((

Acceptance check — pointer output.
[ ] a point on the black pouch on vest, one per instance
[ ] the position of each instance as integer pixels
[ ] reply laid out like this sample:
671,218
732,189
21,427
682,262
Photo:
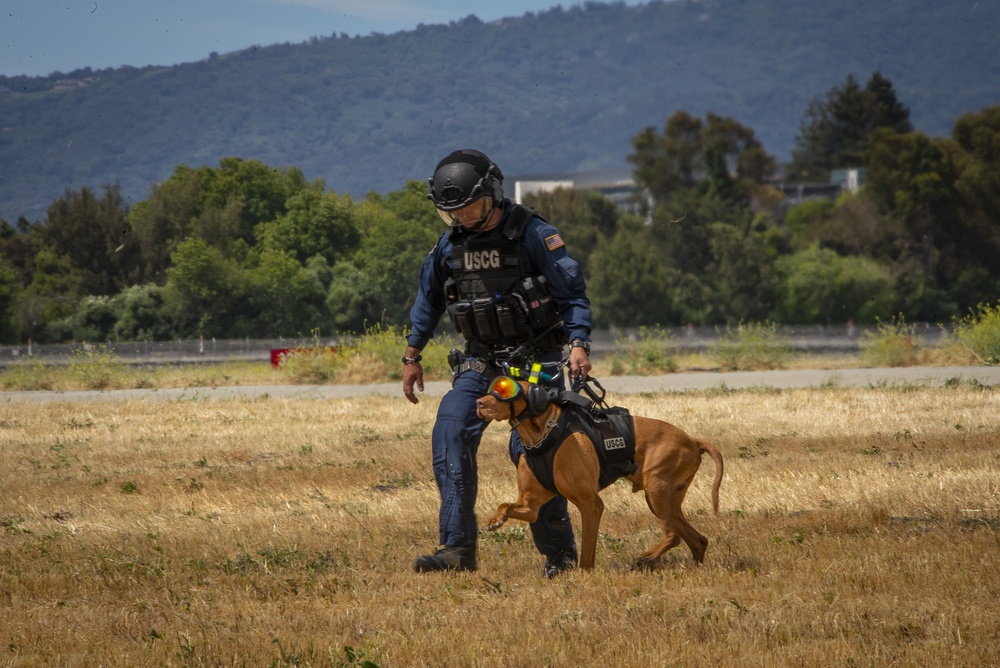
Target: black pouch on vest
507,317
485,314
542,311
461,315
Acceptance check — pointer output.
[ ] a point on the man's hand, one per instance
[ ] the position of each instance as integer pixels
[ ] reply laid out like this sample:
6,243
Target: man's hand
579,363
413,376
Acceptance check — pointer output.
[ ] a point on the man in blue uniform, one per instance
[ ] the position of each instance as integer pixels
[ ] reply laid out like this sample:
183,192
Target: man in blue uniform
506,280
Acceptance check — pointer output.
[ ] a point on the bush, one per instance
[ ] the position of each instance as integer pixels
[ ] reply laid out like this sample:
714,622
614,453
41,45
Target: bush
752,347
645,354
95,367
979,333
892,344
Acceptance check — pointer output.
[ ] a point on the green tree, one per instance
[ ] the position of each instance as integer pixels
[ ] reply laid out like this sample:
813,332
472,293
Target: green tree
49,299
223,206
630,285
90,232
286,299
585,219
353,300
205,292
818,286
314,225
398,231
142,314
835,133
912,179
741,274
8,298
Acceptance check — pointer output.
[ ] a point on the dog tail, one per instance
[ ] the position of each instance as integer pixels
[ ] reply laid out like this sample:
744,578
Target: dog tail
717,458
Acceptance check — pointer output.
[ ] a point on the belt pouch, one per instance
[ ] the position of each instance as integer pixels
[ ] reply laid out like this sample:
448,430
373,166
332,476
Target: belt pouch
461,315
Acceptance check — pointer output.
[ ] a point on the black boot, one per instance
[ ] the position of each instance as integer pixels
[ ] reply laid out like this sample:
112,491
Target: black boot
559,563
447,559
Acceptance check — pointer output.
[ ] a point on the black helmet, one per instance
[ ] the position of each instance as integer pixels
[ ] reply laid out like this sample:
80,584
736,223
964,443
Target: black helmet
463,177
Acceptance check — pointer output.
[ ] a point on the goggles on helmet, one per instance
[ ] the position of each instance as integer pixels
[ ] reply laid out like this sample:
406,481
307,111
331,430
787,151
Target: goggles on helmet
472,215
505,389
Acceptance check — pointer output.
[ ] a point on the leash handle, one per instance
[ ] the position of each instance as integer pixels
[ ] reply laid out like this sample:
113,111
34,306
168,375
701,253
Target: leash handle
583,385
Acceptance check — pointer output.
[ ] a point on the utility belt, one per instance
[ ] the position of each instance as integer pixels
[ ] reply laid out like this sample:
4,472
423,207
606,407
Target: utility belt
504,319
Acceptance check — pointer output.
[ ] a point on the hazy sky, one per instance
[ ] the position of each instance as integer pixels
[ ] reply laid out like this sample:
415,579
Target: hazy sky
38,37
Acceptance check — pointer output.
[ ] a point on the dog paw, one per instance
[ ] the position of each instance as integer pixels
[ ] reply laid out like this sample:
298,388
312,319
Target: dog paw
643,564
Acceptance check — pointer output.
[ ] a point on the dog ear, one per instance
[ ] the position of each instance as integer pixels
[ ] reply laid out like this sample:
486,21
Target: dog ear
538,399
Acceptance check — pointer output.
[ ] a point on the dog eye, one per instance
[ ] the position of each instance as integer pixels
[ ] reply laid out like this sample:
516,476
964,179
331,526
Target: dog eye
504,388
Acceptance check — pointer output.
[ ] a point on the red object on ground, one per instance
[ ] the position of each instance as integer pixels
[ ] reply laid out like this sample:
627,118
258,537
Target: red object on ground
279,355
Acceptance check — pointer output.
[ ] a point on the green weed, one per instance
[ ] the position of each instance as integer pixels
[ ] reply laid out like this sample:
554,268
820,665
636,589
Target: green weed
979,333
892,344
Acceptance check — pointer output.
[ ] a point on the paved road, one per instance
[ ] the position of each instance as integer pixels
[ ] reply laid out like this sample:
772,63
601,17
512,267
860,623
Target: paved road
676,382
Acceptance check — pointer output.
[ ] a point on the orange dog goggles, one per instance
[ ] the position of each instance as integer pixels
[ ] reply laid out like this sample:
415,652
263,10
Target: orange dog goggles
505,389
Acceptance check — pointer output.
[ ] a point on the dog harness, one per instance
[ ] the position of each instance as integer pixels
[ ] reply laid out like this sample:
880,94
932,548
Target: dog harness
610,430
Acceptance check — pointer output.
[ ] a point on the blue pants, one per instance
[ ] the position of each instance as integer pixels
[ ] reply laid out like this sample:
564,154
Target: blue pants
454,445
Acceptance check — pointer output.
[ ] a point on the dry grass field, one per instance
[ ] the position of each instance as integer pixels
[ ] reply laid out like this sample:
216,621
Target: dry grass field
858,527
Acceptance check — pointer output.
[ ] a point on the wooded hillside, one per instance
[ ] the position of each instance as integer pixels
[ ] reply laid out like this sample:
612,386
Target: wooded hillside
563,90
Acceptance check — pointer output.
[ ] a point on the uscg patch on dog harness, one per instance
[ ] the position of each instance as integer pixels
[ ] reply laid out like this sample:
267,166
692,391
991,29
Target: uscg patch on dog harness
554,242
611,431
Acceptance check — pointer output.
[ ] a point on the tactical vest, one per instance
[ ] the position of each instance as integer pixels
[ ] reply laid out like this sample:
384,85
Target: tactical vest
492,299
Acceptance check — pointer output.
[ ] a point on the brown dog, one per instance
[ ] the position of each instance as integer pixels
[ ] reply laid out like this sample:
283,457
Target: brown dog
666,457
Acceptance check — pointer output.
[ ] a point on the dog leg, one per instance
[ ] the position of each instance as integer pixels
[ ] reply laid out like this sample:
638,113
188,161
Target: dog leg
591,509
531,496
665,503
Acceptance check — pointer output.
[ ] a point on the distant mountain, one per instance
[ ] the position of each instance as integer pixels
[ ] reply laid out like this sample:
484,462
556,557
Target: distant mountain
563,90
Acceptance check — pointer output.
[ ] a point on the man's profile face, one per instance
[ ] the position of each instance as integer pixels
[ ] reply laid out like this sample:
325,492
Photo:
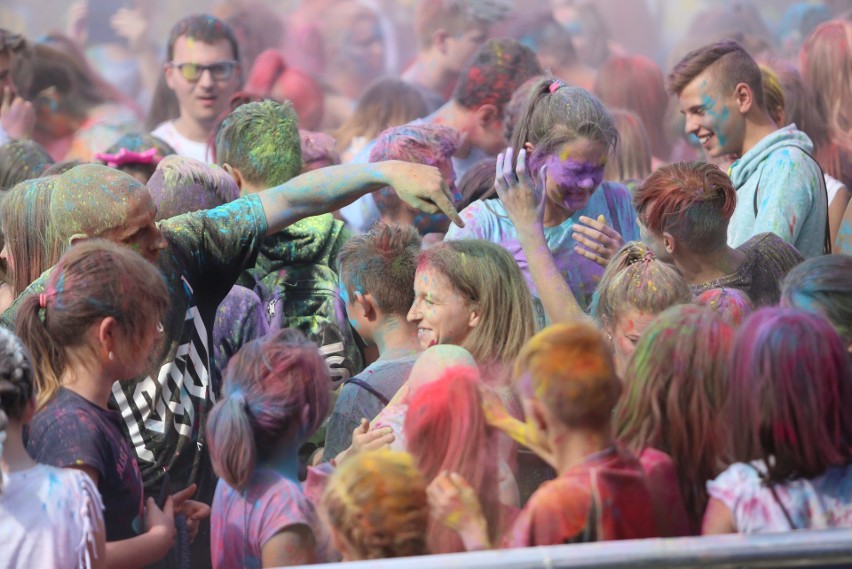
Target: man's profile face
712,116
203,98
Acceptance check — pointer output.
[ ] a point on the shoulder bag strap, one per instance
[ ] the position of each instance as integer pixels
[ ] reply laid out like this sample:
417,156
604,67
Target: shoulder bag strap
366,386
771,486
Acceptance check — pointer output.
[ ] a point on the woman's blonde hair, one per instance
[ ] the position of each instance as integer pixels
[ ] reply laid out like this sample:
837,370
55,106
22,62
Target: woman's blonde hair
487,276
376,502
826,64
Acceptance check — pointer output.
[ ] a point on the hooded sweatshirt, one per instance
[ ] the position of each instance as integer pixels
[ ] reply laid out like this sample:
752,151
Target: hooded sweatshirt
791,201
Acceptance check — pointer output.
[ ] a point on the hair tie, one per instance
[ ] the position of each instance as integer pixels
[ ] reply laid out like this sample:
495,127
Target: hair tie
125,157
646,257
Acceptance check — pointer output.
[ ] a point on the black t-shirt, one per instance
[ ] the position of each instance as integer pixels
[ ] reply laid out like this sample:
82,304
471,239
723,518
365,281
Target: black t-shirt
165,412
71,431
768,259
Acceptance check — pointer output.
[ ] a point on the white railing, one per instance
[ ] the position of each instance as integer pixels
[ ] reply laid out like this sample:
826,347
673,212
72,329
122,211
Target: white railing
791,549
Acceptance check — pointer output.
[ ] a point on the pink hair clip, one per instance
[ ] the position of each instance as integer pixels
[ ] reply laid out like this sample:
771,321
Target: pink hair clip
125,157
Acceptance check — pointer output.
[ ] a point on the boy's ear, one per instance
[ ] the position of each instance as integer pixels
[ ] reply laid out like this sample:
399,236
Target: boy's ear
536,414
439,40
367,304
669,242
106,334
745,97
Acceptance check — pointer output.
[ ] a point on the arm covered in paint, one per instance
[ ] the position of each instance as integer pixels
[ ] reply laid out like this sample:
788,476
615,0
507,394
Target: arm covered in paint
523,200
329,189
789,187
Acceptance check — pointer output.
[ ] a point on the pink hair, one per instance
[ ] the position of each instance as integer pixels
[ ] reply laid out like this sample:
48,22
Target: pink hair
275,391
445,430
790,394
270,70
732,304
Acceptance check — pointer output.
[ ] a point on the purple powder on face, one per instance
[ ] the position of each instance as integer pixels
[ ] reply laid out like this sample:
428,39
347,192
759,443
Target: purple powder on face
574,174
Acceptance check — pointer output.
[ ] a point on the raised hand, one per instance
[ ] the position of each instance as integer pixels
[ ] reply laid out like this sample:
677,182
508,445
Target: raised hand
422,187
521,196
597,241
16,115
365,439
453,502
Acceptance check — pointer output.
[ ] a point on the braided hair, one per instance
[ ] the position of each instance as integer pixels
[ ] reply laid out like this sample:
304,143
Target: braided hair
16,382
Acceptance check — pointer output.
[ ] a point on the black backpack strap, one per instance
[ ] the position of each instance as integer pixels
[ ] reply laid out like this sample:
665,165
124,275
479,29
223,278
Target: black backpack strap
613,212
364,385
827,243
771,485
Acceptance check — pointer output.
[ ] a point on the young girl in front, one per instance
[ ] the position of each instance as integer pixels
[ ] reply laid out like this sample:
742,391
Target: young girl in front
49,517
791,392
567,135
94,325
275,396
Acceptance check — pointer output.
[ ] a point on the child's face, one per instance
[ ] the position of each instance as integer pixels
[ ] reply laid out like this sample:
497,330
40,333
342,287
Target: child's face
574,172
442,314
625,335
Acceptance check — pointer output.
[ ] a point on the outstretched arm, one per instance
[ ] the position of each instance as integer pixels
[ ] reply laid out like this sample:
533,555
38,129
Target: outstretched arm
329,189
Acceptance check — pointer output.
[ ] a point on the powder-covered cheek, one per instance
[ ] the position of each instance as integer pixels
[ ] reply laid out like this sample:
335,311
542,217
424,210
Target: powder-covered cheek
574,175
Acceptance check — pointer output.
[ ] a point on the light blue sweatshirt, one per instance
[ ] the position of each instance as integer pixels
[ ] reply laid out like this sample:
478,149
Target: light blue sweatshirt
791,201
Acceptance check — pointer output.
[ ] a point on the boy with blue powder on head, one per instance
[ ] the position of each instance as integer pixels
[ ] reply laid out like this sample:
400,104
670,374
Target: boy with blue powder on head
377,283
200,255
779,184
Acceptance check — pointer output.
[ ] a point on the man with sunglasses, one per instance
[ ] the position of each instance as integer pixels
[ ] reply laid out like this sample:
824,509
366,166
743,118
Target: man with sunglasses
17,117
203,72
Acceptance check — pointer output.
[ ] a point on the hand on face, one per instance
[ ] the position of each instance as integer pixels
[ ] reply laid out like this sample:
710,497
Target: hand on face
521,196
596,240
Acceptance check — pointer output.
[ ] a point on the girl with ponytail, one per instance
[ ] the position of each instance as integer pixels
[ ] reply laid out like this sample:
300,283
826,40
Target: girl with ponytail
49,517
275,395
97,323
559,150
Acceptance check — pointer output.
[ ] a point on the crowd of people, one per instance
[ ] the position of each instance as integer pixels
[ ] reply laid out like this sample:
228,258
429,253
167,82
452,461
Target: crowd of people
378,280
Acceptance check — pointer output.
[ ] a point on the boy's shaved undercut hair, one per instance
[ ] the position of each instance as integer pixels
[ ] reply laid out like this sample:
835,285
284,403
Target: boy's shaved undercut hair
730,63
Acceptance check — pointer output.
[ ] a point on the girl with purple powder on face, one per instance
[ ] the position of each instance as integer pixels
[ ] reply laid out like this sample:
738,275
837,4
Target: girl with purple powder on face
560,146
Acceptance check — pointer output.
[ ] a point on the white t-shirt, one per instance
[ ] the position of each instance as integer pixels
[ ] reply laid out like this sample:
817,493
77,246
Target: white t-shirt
182,145
48,516
832,186
819,503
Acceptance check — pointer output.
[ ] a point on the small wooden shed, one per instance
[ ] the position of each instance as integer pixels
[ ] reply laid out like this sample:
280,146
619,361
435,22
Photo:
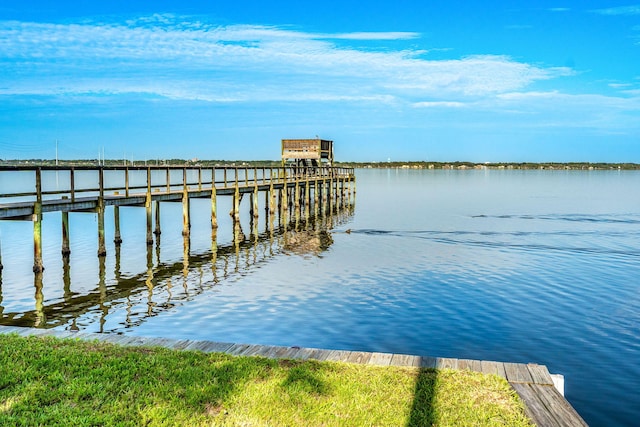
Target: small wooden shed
307,152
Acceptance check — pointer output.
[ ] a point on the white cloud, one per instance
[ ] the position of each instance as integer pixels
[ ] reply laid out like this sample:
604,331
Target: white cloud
438,104
372,36
180,58
621,10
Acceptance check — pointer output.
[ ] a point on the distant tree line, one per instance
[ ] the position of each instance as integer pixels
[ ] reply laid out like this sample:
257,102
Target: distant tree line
361,165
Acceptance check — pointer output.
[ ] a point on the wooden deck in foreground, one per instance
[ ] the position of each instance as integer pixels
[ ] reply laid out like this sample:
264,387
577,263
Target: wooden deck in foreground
544,403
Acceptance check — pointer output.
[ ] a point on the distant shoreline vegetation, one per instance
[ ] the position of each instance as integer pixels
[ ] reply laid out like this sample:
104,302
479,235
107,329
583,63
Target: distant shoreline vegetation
358,165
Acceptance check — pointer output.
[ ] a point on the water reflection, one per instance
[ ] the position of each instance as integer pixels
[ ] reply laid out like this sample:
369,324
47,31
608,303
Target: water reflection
120,302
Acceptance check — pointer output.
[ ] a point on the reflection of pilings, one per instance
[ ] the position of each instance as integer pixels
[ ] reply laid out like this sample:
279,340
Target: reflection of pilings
126,289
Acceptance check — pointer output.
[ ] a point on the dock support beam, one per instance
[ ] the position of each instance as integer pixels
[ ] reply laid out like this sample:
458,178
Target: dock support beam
186,223
102,249
214,202
38,266
117,237
66,249
148,207
157,230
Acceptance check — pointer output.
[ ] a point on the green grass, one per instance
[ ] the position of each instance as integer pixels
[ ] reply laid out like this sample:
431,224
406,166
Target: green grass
48,381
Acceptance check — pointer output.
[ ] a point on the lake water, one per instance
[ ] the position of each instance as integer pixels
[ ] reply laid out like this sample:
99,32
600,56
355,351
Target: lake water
520,266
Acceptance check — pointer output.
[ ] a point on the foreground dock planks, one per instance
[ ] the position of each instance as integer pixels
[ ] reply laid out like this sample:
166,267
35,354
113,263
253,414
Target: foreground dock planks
545,405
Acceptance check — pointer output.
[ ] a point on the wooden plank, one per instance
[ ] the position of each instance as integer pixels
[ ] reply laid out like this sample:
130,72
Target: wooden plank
338,355
534,407
558,406
236,349
446,363
540,374
405,360
489,367
360,357
251,350
380,359
320,354
428,362
517,372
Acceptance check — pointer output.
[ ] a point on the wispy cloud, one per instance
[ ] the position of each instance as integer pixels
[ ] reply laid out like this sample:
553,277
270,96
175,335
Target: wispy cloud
519,27
373,36
621,10
438,104
182,58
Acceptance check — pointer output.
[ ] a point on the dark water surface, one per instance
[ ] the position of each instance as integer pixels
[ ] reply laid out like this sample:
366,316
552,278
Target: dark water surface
521,266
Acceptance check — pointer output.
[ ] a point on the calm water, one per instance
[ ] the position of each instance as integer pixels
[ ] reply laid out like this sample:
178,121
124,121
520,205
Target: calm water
522,266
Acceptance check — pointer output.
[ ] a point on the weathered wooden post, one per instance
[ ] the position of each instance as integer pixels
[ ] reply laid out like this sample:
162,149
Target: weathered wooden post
157,231
285,201
66,279
40,316
316,197
148,207
38,266
72,183
214,203
186,224
117,237
272,197
296,197
66,249
307,197
126,182
255,202
102,249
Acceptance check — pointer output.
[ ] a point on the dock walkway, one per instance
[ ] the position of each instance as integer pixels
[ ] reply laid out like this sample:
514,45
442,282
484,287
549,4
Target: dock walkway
544,400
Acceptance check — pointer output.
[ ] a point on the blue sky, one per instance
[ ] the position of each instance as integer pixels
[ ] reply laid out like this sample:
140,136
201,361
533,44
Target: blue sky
404,80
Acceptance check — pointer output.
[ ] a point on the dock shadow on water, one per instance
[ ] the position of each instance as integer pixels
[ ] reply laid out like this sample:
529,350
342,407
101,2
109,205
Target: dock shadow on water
165,285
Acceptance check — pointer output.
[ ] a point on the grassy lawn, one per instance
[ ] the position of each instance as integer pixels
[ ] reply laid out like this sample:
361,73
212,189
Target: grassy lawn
49,381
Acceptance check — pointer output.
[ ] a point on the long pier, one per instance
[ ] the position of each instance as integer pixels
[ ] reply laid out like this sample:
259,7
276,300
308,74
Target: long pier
290,191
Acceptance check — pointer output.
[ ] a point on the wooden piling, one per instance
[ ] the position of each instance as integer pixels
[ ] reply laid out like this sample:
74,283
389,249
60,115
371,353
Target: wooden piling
157,231
38,266
307,198
272,199
255,201
186,224
214,202
149,209
281,195
102,248
117,237
66,249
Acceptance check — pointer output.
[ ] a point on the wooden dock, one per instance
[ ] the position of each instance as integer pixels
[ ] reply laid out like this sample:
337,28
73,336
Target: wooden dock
545,404
289,191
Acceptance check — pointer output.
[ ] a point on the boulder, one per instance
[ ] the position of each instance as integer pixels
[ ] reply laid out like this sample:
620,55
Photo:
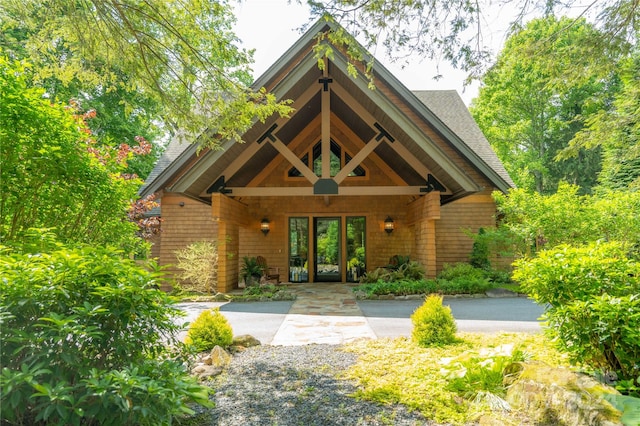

))

● What to work on
Pull out every line of the material that contains the string "front", treating uppercase and lowercase letters as different.

● Exercise response
[ ] a point on the young girl in front, one per instance
Target: young girl in front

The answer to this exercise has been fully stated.